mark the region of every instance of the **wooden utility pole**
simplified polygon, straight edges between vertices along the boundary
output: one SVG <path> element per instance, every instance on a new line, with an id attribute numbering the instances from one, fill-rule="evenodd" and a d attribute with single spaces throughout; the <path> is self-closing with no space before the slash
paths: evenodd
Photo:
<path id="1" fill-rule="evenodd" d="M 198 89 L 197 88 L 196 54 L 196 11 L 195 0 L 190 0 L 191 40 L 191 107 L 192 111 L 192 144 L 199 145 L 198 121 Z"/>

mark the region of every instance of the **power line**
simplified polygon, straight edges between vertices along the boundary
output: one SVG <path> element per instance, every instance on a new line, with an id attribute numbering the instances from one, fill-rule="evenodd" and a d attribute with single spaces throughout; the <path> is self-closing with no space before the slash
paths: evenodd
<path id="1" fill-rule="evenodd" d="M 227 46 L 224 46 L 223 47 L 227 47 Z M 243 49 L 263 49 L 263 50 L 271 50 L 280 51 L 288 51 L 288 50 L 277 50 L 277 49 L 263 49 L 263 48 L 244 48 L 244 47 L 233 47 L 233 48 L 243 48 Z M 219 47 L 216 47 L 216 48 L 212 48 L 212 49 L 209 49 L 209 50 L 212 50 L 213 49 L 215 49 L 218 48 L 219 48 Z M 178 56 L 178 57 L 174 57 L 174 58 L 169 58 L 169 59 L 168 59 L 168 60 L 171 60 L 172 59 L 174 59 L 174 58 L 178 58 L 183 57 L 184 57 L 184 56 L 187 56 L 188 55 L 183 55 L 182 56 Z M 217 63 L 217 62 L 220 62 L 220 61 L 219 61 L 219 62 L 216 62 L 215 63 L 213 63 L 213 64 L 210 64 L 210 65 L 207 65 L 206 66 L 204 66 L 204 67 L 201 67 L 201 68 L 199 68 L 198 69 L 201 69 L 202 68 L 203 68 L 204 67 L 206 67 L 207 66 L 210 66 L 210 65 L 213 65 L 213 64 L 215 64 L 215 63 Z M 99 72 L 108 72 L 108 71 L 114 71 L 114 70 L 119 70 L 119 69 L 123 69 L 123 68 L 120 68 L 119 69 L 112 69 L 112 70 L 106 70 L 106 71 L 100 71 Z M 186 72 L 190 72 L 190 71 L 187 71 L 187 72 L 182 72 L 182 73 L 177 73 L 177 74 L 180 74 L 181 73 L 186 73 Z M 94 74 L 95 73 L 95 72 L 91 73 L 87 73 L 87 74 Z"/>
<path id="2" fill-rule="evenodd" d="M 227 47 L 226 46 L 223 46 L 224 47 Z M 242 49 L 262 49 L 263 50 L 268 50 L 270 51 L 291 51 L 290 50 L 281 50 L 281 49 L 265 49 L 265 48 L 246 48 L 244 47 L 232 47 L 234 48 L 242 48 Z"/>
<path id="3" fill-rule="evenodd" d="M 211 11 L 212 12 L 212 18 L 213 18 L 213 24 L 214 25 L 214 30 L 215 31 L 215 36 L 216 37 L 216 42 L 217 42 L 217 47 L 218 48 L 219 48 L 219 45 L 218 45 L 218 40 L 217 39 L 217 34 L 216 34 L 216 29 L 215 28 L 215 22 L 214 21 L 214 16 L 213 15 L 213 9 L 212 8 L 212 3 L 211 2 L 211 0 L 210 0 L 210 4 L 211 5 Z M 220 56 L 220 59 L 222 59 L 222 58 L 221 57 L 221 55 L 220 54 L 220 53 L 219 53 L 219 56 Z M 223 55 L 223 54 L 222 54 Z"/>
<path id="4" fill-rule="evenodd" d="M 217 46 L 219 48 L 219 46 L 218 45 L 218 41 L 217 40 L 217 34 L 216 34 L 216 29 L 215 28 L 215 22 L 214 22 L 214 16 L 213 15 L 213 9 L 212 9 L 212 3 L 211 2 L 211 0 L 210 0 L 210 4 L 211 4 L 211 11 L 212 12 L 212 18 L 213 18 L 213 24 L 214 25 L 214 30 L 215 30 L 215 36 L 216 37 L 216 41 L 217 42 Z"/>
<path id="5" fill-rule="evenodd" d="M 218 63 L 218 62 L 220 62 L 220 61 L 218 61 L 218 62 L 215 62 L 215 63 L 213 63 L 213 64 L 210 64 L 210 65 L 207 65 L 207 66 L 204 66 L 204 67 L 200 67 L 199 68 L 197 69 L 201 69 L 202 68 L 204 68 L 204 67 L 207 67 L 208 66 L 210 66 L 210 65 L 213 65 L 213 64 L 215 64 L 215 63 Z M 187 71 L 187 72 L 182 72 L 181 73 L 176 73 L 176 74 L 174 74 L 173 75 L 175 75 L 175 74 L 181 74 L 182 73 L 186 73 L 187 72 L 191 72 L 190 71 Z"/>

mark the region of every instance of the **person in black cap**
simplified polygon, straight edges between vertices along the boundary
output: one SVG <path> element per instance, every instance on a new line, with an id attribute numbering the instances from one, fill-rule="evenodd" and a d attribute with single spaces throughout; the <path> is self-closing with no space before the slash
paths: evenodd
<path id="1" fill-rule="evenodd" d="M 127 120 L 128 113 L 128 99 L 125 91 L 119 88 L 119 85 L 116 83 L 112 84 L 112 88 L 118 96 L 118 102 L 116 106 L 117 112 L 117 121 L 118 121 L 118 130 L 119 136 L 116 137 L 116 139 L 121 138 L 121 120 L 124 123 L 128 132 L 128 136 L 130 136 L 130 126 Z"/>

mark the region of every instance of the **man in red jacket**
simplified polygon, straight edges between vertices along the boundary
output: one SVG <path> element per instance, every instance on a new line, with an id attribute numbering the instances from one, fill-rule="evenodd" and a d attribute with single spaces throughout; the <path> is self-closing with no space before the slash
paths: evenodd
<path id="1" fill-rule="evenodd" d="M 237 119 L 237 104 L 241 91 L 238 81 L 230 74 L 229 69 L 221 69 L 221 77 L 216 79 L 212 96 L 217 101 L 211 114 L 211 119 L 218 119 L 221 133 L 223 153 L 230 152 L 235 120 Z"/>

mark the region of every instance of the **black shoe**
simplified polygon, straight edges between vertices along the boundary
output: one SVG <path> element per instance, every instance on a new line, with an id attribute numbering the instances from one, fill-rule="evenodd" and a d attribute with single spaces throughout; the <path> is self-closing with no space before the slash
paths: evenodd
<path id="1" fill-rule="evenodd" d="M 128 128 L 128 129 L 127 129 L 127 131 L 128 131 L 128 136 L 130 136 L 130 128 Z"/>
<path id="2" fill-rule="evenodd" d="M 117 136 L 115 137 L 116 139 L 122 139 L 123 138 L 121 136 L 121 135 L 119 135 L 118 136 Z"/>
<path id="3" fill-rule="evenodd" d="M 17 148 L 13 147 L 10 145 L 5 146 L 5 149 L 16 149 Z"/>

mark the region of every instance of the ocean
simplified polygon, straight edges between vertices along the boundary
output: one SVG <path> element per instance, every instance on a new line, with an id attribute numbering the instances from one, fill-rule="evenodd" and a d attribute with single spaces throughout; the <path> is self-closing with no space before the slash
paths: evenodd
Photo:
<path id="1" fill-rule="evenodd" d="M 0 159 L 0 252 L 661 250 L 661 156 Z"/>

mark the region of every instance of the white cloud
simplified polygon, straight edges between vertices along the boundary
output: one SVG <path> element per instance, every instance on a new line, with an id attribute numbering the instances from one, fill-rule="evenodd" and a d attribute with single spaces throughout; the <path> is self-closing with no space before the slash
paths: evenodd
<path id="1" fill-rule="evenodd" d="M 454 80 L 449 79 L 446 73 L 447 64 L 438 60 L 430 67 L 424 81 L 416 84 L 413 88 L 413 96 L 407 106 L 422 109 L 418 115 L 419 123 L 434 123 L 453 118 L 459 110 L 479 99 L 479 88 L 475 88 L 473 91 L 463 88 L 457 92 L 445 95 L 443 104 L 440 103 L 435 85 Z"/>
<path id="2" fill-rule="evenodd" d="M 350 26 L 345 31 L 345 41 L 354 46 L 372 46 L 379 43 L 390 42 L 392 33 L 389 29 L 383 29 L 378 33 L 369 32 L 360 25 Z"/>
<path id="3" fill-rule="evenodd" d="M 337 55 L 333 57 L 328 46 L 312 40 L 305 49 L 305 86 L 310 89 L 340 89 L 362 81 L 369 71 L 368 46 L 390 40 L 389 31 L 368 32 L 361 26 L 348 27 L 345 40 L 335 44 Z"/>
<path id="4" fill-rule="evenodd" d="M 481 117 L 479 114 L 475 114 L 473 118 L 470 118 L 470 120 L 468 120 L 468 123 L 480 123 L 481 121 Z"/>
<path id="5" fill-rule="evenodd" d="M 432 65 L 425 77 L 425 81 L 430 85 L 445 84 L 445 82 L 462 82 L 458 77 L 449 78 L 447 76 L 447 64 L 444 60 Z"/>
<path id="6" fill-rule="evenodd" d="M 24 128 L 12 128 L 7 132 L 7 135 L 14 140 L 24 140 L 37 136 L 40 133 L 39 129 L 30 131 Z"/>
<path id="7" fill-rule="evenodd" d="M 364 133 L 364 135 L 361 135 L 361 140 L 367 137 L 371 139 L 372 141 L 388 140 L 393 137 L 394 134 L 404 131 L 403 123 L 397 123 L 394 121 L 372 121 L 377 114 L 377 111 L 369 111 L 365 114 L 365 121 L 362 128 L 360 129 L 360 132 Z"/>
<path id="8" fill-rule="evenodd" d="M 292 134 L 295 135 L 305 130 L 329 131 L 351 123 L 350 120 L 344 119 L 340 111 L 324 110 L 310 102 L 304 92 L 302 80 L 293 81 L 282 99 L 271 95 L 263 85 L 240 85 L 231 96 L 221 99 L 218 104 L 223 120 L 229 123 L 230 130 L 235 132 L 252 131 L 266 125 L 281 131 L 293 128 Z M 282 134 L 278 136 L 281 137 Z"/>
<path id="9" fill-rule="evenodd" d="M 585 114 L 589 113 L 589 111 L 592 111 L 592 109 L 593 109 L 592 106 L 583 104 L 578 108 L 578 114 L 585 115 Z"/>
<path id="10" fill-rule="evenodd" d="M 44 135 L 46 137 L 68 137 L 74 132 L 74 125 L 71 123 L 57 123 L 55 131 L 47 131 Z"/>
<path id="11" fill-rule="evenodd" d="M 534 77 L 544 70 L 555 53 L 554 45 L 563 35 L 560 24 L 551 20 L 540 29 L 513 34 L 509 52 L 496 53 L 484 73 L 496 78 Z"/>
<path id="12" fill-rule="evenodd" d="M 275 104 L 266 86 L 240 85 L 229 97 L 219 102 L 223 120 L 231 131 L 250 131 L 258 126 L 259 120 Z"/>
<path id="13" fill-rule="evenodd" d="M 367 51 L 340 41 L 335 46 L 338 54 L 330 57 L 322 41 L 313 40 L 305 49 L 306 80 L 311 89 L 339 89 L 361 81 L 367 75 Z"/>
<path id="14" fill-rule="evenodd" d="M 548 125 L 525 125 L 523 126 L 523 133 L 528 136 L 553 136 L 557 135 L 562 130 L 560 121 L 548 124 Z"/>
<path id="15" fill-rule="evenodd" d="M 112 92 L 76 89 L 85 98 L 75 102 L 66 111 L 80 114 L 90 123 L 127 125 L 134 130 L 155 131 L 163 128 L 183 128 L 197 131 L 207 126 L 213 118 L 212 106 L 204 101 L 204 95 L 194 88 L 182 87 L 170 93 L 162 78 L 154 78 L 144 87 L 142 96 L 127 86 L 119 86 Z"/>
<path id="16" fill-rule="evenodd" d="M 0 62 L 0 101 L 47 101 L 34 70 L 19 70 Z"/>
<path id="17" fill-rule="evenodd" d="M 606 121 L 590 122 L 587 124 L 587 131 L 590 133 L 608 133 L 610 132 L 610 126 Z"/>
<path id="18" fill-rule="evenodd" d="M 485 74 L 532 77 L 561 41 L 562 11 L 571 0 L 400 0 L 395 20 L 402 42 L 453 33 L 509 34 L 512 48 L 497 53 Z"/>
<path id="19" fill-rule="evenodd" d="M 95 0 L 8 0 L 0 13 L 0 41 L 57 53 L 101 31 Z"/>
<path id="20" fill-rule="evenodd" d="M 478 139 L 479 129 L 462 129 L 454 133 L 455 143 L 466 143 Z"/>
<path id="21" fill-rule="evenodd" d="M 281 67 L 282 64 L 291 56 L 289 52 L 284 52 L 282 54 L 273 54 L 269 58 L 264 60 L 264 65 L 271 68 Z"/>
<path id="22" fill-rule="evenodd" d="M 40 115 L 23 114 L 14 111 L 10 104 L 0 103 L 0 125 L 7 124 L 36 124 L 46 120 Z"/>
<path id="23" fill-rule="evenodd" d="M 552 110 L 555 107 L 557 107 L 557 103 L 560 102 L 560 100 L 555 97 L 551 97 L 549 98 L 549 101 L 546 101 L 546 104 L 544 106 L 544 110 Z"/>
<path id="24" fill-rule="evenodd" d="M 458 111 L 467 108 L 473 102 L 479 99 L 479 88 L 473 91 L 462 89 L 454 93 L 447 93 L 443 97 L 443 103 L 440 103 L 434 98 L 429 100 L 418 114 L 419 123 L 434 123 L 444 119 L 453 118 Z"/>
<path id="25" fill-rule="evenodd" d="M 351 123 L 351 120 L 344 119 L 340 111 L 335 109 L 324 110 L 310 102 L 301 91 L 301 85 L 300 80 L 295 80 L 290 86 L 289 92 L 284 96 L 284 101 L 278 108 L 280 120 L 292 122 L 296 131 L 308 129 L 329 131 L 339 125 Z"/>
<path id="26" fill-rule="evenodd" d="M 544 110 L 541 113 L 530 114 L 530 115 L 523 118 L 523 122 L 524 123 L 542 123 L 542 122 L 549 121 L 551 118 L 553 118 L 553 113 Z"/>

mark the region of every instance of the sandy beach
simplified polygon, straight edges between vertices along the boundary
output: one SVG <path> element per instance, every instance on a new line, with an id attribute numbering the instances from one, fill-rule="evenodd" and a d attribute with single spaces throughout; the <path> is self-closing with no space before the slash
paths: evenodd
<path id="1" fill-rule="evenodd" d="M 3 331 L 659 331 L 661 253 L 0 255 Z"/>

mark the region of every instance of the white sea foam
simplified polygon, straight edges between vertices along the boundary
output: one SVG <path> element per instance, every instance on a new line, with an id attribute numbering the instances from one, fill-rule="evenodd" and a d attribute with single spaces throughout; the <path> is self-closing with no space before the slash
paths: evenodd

☆ ☆ ☆ ☆

Exercise brief: Output the line that contains "mark the region of every instance of the sandy", followed by every later line in the listing, with no line omitted and none added.

Expected answer:
mark the region of every instance of the sandy beach
simplified polygon, straight edges between vertices along the boundary
output: one SVG <path> element per instance, every instance on a new line, with an id attribute numbering the instances from one, fill-rule="evenodd" and a d attribute with single spaces throughout; the <path> is self-closing with no space before the slash
paths: evenodd
<path id="1" fill-rule="evenodd" d="M 3 331 L 659 331 L 661 253 L 0 255 Z"/>

mark the region of every instance of the white sea foam
simplified polygon, straight edges between vertices along the boundary
output: one SVG <path> element per instance, every instance on a new line, with an id attribute numbering the instances from one, fill-rule="evenodd" and a d attribute with single spaces throughout; the <path> is self-closing with no space before the slash
paths: evenodd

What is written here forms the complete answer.